- **Data lines**
-=-=-
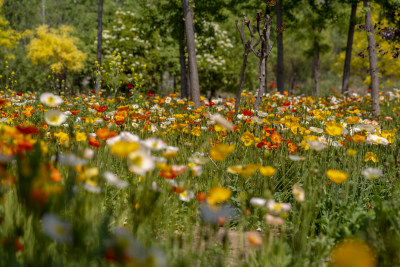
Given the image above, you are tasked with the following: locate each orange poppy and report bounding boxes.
[271,132,282,144]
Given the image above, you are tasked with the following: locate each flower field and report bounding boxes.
[0,90,400,267]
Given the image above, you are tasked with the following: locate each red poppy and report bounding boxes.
[89,137,100,147]
[172,186,185,194]
[242,109,254,117]
[270,132,282,144]
[158,170,176,180]
[17,125,39,134]
[196,192,207,202]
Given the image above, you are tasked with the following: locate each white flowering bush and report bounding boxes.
-=-=-
Rewrite all the entries above as a numbered list, one line per item, leaving out blank lines and the pictures.

1. Given the image above, you are tasked with the following: locate each orange poppy and report bounding boxes.
2. [271,132,282,144]
3. Given the image above, you are tasked with the following: locate each flower field and report bounding boxes.
4. [0,90,400,267]
5. Given the image above, you are tasked with the following: locate each red poppy and report bounding boxes.
6. [89,137,100,147]
7. [172,186,185,194]
8. [242,109,254,117]
9. [270,132,282,144]
10. [158,170,176,180]
11. [17,125,39,134]
12. [196,192,207,202]
13. Given the image above, you are tasked with the following: locate each white flowering bush and report bounding boxes.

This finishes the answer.